DIRECTIVE: Copy the lines below verbatim, starting at the line that contains "the woman with" and ending at the line that contains "pixel 272 88".
☆ ☆ ☆ ☆
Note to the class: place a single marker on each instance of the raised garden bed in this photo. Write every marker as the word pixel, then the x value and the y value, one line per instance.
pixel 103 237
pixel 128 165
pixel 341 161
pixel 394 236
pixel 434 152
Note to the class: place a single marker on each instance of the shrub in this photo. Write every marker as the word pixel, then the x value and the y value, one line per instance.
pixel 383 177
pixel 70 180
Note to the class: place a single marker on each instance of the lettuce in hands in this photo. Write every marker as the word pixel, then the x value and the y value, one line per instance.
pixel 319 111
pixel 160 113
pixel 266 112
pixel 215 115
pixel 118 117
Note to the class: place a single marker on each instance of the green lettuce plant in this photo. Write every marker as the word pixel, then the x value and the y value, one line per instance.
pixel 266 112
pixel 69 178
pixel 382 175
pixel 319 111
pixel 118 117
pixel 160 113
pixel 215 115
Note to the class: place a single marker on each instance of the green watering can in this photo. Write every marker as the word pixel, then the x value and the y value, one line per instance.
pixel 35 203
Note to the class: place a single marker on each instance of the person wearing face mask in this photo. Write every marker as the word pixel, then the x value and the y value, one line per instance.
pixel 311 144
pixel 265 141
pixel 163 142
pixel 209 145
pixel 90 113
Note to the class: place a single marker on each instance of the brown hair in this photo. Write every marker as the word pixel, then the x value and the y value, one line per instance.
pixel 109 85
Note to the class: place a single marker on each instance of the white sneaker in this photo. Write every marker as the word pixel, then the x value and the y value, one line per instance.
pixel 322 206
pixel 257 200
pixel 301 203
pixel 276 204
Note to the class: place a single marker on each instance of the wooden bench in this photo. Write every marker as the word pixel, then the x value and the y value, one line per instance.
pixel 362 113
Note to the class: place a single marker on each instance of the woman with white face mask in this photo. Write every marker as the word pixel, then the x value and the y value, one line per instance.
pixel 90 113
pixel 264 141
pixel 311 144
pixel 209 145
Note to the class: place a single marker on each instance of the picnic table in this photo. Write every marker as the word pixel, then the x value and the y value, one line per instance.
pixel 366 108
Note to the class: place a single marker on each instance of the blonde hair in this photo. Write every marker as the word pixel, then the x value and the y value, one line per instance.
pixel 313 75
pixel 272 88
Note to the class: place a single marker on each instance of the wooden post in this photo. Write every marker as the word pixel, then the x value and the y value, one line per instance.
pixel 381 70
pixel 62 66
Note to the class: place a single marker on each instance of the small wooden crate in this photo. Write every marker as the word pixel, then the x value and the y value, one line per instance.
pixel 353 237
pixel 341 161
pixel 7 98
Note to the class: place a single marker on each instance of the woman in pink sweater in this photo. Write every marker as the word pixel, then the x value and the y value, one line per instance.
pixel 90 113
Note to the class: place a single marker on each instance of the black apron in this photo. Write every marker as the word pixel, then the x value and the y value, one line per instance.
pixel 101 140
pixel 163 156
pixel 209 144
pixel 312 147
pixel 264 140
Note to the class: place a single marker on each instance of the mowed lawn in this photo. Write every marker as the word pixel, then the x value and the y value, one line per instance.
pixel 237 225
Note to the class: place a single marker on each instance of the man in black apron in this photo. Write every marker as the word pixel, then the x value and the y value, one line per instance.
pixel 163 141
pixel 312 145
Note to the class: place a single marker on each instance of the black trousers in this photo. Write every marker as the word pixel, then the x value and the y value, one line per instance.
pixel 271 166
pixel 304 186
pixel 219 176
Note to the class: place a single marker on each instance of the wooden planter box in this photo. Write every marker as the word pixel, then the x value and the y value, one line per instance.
☆ ☆ ☆ ☆
SOLUTION TO THIS EXERCISE:
Note to the class: place a single marker on each instance of the woman with white face mask in this photo. Write every marker as the word pixel, then the x value and the y value, one line per instance.
pixel 90 113
pixel 264 141
pixel 311 144
pixel 209 145
Note to the class: place a single marker on each instance of the picnic table in this photo. Write every marker as the word pixel, then the x value and the y value, one line per instance.
pixel 366 108
Note to the class: place a single marker on each instance of the blonde hair in this photo. Write every marker as the word pixel, then the x value and the y value, one line per instance.
pixel 313 75
pixel 272 88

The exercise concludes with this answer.